### Do this
Output word for word the lines from the one with "brown ceramic bowl in the photo above." to the final line of the data, both ends included, but skip the pictures.
━━━━
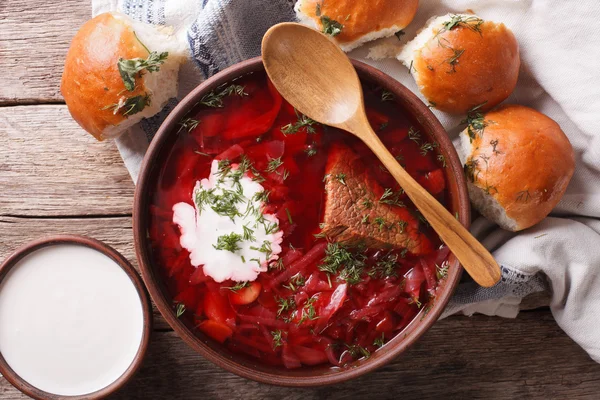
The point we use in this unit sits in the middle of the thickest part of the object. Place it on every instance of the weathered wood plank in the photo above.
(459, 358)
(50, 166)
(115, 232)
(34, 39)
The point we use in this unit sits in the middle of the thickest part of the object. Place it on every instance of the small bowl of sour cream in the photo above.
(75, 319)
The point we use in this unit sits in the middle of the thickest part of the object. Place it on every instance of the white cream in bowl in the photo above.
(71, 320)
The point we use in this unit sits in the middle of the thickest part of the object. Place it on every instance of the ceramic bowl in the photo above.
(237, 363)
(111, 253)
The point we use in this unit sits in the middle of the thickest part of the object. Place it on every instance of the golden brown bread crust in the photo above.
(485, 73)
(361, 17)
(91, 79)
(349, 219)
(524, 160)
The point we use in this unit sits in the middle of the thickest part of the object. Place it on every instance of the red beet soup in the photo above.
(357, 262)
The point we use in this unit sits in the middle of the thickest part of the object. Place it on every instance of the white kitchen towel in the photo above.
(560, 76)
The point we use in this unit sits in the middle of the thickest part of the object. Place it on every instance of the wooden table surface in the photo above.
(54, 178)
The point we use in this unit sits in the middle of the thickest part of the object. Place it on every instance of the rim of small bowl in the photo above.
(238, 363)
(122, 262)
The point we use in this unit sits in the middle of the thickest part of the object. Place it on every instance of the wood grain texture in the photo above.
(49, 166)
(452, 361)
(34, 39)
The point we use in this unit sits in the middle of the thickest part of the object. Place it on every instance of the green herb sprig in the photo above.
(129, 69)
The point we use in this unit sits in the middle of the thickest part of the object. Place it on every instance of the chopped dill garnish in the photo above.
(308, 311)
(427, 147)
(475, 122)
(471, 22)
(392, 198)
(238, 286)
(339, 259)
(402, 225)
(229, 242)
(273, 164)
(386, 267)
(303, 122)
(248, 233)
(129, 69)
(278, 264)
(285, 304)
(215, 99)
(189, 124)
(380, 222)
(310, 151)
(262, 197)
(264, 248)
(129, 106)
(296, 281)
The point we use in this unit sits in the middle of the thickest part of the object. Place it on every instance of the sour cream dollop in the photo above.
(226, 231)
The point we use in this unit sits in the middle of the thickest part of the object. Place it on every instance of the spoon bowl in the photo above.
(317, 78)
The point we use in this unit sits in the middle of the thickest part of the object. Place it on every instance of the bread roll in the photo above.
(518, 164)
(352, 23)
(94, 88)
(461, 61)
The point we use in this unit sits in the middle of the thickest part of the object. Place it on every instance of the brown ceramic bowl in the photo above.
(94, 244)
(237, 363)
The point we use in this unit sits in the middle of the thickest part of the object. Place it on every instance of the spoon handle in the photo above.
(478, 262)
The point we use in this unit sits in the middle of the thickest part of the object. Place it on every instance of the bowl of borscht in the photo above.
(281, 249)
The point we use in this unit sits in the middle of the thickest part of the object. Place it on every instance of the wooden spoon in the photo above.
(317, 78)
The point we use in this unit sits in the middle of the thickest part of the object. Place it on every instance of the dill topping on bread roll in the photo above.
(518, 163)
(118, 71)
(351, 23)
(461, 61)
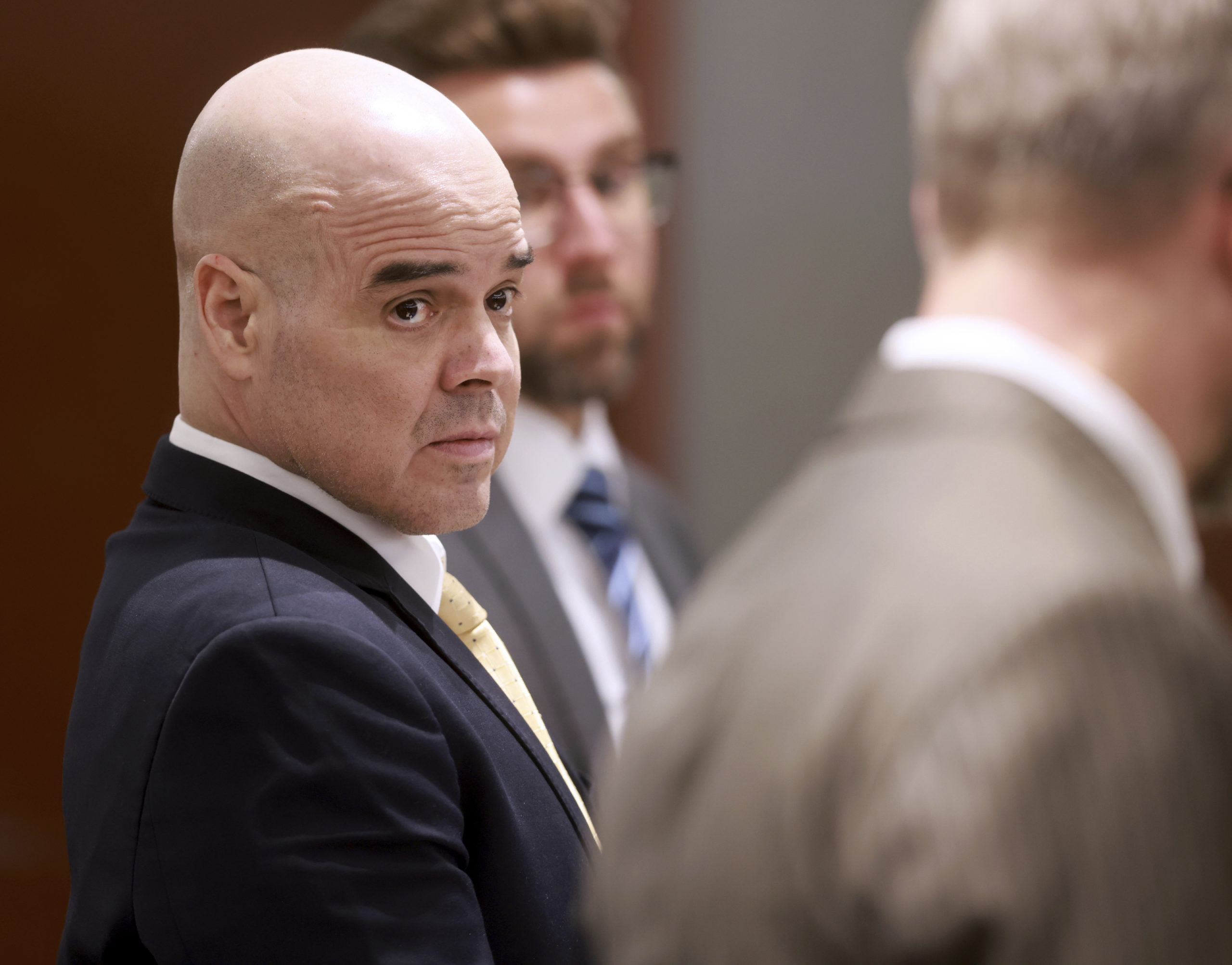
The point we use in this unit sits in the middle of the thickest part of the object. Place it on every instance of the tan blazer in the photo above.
━━━━
### Correct result
The point we use in this unit sits in the middle of the thickest part of the object. Place it on every instance of the brown ceramic bowl in the photo above.
(94, 244)
(237, 363)
The point we use in this unit sits in the middle of the thickest part of the object. Place it on every instance of the spoon handle in the photo above.
(478, 262)
The point we use in this unit sits in the middle of the thickest part of the object. Place it on every instance of the bowl of borscht in the photo above.
(281, 249)
The point we use in this unit sits in the middle of the thickest part of the object. Place it on every instance of the wooden spoon in the photo above.
(317, 78)
The point we use in this unit sits in the middle of the thickest part of the object. Place it on every instance of the dill topping on bread roll in the photo above.
(518, 163)
(118, 71)
(351, 23)
(461, 61)
The point we use in this unit sits in the middle of the thickest part of the object. Place it on every instance of the tan blazer in the photo above.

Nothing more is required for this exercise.